_WRITTEN PROBLEM_
Can you pull out every line of the records below that contains the word "glass"? Matching is case-sensitive, so treat uppercase and lowercase letters as different.

[Records for bounding box labeling]
start

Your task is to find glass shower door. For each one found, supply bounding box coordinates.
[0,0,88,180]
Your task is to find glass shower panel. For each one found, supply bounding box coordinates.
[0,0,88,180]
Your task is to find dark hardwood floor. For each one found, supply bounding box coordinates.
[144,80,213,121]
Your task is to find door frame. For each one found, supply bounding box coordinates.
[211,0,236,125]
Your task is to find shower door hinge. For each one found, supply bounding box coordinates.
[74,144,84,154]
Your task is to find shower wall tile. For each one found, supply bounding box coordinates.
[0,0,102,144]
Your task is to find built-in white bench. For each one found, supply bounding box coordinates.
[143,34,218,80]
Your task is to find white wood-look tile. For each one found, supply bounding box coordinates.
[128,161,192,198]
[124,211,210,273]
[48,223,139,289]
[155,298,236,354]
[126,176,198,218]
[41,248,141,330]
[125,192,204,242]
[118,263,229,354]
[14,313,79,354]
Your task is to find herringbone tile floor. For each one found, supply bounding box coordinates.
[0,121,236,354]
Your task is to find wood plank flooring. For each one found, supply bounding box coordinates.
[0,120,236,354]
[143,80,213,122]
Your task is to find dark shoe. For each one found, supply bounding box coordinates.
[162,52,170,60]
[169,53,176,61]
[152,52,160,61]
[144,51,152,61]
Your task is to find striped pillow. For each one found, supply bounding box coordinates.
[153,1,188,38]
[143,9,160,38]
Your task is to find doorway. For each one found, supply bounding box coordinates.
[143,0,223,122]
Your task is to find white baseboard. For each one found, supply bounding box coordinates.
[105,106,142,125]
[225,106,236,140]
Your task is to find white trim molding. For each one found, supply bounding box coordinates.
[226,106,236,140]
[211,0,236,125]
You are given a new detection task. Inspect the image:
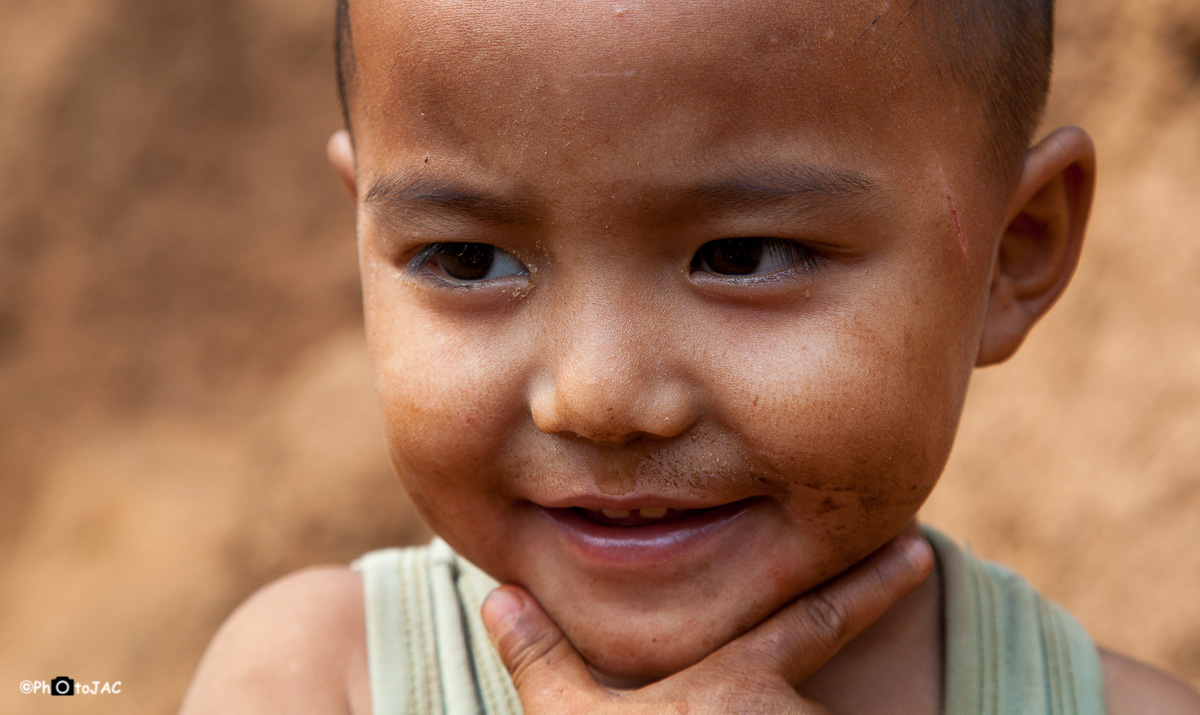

end

_EXPECTED ANSWER_
Your task is to find glass shower door. For each one found, supply bounding box coordinates.
Your task is to find glass shower panel. For each one found, supply bounding box coordinates.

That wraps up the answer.